Les éléctions professionnelles sont bel et bien en marche! Les listes éléctorales portant signature de l’employeur et celle de l’inspecteur de travail ont été affichées sur les lieux de travail. Des listes éléctorales présentant des salariés agés de 16 ans révolus, ayant travaillé au moins 6 mois dans l’établissement, et n’ayant encouru aucune condamnation défnitive.

Côté recours, toute réclamation contre ces listes est inscrite dans un registre mis à la disposition des salariés par l’employeur dans un délai ne dépassant pas 8 jours après l’affichage des listes électorales, soit entre le 30 avril et le 7 mai. L’employeur de son côté se doit d’y donner suite dans les 10 jours qui suivent l’affichage des listes, soit entre le 30 avril et le 9 mai. Les salariés ont également le droit de former recours contre les listes électorales auprès des tribunaux compétent et ce dans un délai de 10 jours, et donc un droit ouvert du 10 au 17 mai.

Les candidatures seront présentées à partir du 18 mai jusqu’au début juin et seront affichées par l’employeur du 2 ou 9 juin pour un scrutin entre le 10 et le 20 juin.

En vertu de l’article 433 du code de travail, le législateur fixe le nombre des délégués des salariés comme suit :
1/ De dix à vingt cinq salariés : un délégué titulaire et un délégué suppléant ;
2/ De vingt-six à cinquante salariés : deux délégués titulaires et deux délégués suppléants ;
3/ De cinquante et un à cent salariés : trois délégués titulaires et trois délégués suppléant ;
4/ De cent un à deux cent cinquante salariés : cinq délégués titulaires et cinq délégué suppléants ;
5/ De deux cent cinquante et un à cinq cents salariés : sept délégués titulaires et sept délégués suppléants ;
6/ de cinq cent un à mille salariés : neuf délégués titulaires et neuf délégués suppléants ;
7/ Un délégué titulaire et un délégué suppléant s’ajoutent pour chaque tranche supplémentaire de cinq cents salariés.

L’article 437 stipule que les délégués des salariés sont élus, d’une part, par le collège ouvriers-employés, et d’autre part, par le collège cadre et assimilés sans pour autant conférer un caractère obligatoire et limitatif des collèges électoraux.

De plus, l’article ouvre le droit à la modification par les conventions collectives de travail ou par accord entre l’employeur et les salariés.
Le même article autorise employeurs et salariés à créer plus de collèges en fonction de la spécificité des établissements et de la diversité des activités … par la répartition des établissements au sein de l’entreprise, des salariés entre les collèges électoraux et les sièges entre les collèges dans le cadre d’un accord. Si toutefois aucun accord n’est trouvé, l’arbitrage est soumis à l’agent chargé de l’inspection du travail.

DONNÉES FOURNIES:
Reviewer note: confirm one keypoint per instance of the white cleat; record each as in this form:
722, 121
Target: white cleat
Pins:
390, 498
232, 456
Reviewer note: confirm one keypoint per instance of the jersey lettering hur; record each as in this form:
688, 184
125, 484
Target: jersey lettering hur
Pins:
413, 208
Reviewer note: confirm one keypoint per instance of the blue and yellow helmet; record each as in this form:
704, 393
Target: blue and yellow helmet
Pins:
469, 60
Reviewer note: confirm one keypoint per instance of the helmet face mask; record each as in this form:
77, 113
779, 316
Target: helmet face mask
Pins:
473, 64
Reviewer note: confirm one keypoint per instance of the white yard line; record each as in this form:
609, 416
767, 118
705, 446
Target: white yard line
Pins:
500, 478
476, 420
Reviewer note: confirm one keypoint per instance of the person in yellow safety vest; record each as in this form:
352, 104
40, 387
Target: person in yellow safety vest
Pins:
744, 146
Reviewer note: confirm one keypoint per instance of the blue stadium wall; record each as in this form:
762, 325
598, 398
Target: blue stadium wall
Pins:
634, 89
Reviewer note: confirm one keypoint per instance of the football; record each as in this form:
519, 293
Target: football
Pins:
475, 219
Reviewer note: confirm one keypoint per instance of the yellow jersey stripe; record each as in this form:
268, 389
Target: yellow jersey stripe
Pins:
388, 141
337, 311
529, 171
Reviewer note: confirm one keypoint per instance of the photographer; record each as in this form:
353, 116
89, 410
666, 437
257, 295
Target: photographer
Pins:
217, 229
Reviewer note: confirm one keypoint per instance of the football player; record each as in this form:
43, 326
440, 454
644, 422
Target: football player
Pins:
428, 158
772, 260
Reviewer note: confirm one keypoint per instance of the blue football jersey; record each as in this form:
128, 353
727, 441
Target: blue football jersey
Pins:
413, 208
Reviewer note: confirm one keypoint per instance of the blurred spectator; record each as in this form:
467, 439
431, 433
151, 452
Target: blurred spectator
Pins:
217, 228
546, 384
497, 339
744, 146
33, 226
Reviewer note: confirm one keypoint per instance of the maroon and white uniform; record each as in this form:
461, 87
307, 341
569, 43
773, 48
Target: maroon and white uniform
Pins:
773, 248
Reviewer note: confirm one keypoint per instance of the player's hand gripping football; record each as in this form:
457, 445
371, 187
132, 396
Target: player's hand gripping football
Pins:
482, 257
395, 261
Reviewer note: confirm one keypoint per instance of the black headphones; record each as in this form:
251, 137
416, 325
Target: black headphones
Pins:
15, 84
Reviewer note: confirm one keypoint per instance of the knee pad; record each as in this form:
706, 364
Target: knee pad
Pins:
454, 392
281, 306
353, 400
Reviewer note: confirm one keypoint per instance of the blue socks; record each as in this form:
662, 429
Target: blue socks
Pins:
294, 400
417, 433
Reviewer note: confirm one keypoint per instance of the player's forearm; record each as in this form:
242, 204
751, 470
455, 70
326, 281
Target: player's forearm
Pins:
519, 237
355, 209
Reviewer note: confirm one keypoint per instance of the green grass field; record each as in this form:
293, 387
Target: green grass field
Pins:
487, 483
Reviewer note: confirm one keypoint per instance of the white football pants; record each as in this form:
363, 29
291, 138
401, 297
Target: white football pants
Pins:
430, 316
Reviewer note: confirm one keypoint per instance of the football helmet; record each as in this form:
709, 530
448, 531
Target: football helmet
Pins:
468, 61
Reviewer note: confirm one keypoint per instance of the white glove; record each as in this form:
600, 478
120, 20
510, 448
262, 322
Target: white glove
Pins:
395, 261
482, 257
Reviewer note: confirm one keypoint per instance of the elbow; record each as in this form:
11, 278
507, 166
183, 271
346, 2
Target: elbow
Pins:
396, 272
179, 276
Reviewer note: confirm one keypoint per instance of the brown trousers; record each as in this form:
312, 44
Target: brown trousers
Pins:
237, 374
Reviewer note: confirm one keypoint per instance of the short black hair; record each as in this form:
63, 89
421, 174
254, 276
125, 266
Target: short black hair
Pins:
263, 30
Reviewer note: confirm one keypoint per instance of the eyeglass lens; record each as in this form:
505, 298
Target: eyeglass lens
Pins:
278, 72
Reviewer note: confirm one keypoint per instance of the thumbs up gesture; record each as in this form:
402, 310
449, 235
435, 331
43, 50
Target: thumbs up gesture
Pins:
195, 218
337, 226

LISTE DES TÂCHES:
1. Recopiez la partie de l'extrait sur les élections professionnelles qui s'ouvre sur les mots « Les candidatures seront » et se clôt sur « le 20 juin. ».
2. D'après l'extrait sur les élections professionnelles, à qui l'arbitrage est-il soumis si aucun accord n'est trouvé entre employeurs et salariés ?
3. Poursuivez l'extrait sur les élections professionnelles à partir de l'endroit où il s'arrête.

RÉPONSES PAR TÂCHE:
1.
Les candidatures seront présentées à partir du 18 mai jusqu’au début juin et seront affichées par l’employeur du 2 ou 9 juin pour un scrutin entre le 10 et le 20 juin.

2. À l'agent chargé de l'inspection du travail.

3.
Jusqu’ici, les choses semblent claires et explicites, mais la nouvelle interprétation qu’en fait le ministère de l’emploi prête à confusion. Une interprétation selon laquelle, le nombre de candidats et donc des sièges ne devrait pas dépasser ce qui est alloué (et proportionnel) à l’effectif global des salariés de l’entreprise, contrairement aux dispositions de l’article 433.

Une nouvelle interprétation qui donne lieu à une règle jamais appliquée auparavant, ni en 2009 ni en 2015 ! l’usage étant que les élections pouvaient avoir lieu dans les filières, agences et succursales dès que le nombre des salariés dépassait 10, ce qui fait aboutir le scrutin à un nombre plus important de délégués que dans la nouvelle interprétation.

Un rappel aux syndicats que l’application informatique du ministère de l’emploi ne procédera qu’à l’enregistrement du nombre de sièges proportionnel à l’effectif global des salariés et que, par conséquent, le nombre de candidats par collège ne devrait pas dépasser le nombre de sièges autorisés…Une limite informatique?

Prenons le cas d’une entreprise de 230 salariés et deux collèges électoraux, avec 70 cadres et assimilés pour le premier collège, et 160 ouvriers-employés pour le deuxième collège, l’application du ministère prend en charge 5 délégués titulaires et 5 délégués suppléants. Alors qu’une élection comme d’usage aboutirait à 8 délégués, avec 3 élus pour les 70 cadres et assimilés et 5 pour les ouvriers – employeurs!

Aussi, dans certaines entreprises, l’employeur et les salariés peuvent convenir, d’un commun accord, de créer plus de deux collèges, en raison de la multiplicité des activités nécessitant la présence de délégués par spécialité. Hypothétiquement, 5 collèges électoraux, dépassant chacun le nombre de 10 donneraient lieu à plus de sièges que dans la logique du nombre de délégués proportionnel à l’effectif global des salariés.

Tant qu’il n’existe aucune disposition contraire dans ce sens, et tant que le ministère de l’emploi maintient sa nouvelle intérprétation, cela affaiblira considérablement le rôle des délégués du personnel et celui des syndicats les plus représentatifs autant au niveau des entreprises qu’à l’échelle nationale.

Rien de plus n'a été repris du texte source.